TASK TO COMPLETE
Find all lines below containing the string "glowing" and return them.

Collection entries:
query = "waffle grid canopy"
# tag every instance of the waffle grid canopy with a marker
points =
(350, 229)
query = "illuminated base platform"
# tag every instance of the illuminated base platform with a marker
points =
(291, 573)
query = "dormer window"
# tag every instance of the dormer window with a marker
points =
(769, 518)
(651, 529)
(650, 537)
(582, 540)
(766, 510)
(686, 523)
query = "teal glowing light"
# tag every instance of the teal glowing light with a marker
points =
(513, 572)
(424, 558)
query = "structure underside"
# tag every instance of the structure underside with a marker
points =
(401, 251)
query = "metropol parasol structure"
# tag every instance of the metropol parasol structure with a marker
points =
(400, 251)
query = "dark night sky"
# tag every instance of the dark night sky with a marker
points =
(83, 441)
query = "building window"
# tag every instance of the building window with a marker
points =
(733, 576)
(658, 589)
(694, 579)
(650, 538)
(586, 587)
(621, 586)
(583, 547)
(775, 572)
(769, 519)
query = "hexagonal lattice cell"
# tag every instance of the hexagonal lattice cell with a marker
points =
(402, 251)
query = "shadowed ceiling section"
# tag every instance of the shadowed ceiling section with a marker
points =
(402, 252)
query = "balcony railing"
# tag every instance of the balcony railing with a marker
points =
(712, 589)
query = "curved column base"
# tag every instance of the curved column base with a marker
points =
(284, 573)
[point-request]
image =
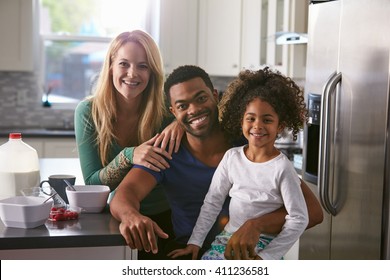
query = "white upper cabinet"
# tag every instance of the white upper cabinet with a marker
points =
(219, 36)
(16, 33)
(224, 37)
(178, 33)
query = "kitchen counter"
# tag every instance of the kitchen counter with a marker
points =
(38, 132)
(89, 230)
(92, 236)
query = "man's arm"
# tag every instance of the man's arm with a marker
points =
(242, 243)
(139, 231)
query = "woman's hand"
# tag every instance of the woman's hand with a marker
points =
(171, 136)
(150, 156)
(190, 249)
(241, 246)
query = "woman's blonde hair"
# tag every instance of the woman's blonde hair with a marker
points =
(152, 108)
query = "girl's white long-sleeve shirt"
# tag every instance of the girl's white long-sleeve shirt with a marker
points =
(255, 189)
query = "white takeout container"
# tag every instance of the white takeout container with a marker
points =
(25, 211)
(91, 198)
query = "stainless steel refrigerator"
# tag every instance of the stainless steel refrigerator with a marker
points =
(346, 153)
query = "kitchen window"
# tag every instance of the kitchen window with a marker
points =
(75, 36)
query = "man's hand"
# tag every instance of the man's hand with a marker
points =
(140, 233)
(241, 246)
(190, 249)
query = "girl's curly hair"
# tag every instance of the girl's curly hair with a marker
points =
(279, 91)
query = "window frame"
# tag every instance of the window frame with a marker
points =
(63, 38)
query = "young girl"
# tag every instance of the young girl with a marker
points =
(257, 176)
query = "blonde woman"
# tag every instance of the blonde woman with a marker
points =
(117, 126)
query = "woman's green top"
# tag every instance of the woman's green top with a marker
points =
(121, 161)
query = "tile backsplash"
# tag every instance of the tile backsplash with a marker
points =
(28, 112)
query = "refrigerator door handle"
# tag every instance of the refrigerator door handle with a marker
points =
(324, 153)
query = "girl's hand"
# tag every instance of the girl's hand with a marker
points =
(190, 249)
(150, 156)
(171, 136)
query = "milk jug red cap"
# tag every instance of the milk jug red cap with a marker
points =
(15, 135)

THE COMPLETED TASK
query = "teal glowing light"
# tag every instance of the teal glowing light with a marker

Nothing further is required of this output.